Exercice court: Poursuivez l'article consacré au festival Hallucinations collectives en reprenant juste après sa dernière phrase.

Extrait source:
○ ○ ○ ○ ○ ○ ○

Cinema
Hallucinations collectives : 9ème édition

Hallucinations collectives : 9ème édition

23 March 2016 | PAR Laurent Deburge

Si au printemps les brumes lyonnaises semblent se dissiper, il ne faut pourtant pas se fier aux apparences ni à l’azur triomphant qui hante un ciel trop clair. Car Lyon, ville des frères Lumière et donc de la naissance du cinéma dans une salle obscure, est aussi une capitale de la magie, ainsi que le rappelle Pacôme Thiellement dans son dernier opus Cinema Hermetica (Super-8 éditions).

Le festival « Hallucinations Collectives » qui a ouvert hier sa neuvième édition, au cinéma Comoedia, confirme que les films étranges, insolites, et pour tout dire « invus » telles qu’on peut qualifier d’inouïes certaines musiques, sont particulièrement bienvenus dans la capitale des Gaules.

○ ○ ○ ○ ○ ○ ○

[Données d'annotation par points]
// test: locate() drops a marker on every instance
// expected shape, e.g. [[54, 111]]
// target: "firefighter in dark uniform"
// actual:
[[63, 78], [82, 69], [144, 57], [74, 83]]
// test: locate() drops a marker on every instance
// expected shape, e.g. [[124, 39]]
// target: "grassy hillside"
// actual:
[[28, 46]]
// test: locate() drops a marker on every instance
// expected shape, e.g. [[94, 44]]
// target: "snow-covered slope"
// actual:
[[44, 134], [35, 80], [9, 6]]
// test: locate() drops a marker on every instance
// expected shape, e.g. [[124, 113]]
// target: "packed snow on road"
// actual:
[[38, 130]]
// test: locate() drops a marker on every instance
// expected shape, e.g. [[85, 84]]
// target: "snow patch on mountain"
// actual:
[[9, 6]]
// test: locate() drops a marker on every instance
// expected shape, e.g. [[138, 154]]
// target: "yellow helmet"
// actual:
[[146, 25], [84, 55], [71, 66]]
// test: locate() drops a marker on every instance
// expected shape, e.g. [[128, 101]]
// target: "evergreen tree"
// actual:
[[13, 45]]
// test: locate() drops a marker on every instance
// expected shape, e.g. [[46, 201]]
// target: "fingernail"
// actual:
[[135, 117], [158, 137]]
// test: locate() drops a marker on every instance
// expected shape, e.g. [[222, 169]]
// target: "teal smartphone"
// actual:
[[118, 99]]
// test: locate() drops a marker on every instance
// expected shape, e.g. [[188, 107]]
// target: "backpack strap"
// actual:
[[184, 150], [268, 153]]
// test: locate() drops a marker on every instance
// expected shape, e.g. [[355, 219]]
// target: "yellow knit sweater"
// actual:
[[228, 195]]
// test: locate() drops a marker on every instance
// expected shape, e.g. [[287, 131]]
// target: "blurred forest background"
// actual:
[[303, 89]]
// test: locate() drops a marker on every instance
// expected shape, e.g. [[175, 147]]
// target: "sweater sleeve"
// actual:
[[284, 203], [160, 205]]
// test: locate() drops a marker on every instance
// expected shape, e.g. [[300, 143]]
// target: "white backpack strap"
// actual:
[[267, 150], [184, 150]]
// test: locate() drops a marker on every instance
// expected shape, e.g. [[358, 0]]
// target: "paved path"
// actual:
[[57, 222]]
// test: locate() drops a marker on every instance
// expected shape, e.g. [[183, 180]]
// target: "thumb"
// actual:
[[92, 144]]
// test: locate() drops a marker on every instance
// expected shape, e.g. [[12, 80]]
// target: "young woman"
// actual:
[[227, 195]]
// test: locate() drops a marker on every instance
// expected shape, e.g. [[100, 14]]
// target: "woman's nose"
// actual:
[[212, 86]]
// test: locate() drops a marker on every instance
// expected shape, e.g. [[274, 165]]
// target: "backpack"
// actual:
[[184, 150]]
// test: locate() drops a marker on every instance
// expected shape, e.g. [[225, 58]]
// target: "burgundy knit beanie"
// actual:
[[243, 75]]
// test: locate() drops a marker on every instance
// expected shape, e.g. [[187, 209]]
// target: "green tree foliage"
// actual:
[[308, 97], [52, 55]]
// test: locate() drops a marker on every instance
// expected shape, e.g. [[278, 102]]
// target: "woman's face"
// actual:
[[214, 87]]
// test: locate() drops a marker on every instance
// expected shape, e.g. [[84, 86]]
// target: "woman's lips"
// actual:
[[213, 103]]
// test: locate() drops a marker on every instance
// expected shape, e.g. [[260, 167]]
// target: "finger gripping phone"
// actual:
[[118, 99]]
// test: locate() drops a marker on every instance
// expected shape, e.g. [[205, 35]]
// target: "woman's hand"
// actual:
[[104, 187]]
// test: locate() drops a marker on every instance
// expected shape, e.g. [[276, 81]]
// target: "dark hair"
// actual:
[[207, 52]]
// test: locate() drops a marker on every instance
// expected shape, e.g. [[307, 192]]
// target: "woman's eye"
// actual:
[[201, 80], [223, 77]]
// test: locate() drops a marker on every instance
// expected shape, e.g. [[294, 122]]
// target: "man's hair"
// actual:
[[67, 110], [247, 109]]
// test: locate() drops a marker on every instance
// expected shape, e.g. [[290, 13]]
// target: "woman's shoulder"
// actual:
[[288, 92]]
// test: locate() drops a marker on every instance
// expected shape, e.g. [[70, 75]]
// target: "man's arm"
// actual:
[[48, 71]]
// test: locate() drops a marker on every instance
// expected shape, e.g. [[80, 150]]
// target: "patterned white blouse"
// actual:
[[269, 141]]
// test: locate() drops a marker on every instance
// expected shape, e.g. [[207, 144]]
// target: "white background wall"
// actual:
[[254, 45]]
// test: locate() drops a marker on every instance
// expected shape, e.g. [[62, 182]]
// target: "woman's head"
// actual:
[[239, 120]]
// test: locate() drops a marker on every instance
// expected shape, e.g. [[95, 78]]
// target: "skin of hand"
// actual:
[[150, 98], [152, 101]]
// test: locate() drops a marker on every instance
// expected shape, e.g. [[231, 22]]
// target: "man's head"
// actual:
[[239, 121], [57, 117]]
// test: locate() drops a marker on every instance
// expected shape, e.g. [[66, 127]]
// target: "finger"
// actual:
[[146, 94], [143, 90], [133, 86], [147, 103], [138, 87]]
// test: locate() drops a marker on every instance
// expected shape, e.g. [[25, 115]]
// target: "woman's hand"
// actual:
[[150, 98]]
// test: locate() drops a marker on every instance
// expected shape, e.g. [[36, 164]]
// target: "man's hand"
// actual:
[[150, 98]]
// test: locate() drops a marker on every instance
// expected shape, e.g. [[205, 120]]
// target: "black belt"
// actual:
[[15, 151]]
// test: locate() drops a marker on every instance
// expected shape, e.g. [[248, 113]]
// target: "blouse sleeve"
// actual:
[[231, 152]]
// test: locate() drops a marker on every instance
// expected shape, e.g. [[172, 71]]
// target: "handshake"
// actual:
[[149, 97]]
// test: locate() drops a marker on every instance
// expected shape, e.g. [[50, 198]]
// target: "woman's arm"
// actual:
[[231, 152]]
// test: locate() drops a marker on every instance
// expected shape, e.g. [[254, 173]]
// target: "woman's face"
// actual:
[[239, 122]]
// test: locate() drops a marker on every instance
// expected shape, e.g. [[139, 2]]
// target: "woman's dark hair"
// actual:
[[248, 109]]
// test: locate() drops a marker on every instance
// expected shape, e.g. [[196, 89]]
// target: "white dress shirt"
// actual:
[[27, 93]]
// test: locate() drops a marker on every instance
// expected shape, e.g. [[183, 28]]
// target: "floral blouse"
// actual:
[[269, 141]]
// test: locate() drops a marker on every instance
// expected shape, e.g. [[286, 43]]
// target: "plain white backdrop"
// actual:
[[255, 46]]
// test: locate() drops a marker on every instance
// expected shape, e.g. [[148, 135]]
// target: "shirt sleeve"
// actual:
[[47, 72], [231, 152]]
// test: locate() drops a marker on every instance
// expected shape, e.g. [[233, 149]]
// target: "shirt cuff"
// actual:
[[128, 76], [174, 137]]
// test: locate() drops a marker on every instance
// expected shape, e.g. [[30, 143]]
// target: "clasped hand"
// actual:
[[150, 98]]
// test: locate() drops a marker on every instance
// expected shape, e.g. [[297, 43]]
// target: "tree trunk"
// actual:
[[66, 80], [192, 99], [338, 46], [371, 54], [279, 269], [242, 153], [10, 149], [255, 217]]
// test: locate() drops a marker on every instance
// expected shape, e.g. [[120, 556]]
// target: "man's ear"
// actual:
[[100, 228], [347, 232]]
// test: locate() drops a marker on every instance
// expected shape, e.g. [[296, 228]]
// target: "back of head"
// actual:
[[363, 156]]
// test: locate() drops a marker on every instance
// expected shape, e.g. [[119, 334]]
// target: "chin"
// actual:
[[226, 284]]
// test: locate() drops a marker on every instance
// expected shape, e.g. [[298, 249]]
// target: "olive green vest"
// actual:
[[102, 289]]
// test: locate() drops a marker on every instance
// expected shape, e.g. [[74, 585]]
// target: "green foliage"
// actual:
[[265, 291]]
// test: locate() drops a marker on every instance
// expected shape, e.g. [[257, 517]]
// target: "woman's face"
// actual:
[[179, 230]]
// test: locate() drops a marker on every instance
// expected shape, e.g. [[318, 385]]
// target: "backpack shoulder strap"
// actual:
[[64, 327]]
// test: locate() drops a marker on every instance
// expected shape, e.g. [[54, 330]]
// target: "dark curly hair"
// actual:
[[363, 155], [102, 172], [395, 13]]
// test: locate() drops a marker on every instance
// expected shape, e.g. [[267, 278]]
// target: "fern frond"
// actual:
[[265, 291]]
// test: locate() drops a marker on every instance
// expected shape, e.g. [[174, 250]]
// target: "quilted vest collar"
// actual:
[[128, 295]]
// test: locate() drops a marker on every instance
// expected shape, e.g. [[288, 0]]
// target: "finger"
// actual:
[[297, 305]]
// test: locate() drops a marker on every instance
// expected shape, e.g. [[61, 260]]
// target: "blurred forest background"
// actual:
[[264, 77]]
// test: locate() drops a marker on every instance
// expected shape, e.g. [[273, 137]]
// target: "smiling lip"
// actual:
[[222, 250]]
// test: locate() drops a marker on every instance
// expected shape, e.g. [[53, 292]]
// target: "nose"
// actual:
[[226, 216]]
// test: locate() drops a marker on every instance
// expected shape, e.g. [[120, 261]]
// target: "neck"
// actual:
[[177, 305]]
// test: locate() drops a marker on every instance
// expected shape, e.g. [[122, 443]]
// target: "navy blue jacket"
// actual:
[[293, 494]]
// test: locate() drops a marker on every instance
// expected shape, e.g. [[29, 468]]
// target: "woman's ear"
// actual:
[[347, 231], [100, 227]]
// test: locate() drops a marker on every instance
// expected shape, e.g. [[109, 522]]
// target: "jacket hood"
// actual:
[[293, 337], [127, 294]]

○ ○ ○ ○ ○ ○ ○

Réponse:
Ce qui était au départ le pendant lyonnais de « L’Etrange festival » parisien a su trouver sa voie et affirmer son indépendance. Sous la férule de Cyril Despontin et d’une équipe de programmateurs ardus et passionnés, le cru 2016 s’annonce sanglant, terrifiant et hyper-violent bien sûr, mais aussi féministe, érotique et bien entendu bizarre.

La grande invitée de cette année n’est autre que Lucile Hadzihalilovic, réalisatrice et monteuse dont le dernier film, Evolution, est actuellement sur les écrans. La collaboratrice de Gaspar Noé a carte blanche et présentera trois films dérangeants (Lettres d’un homme mort du soviétique Konstantin Lopouchanski, L’incinérateur de cadavres du tchèque Juraj Herz et Prison de cristal de l’espagnol Agusti Villaronga) ainsi que son premier long-métrage Innocence.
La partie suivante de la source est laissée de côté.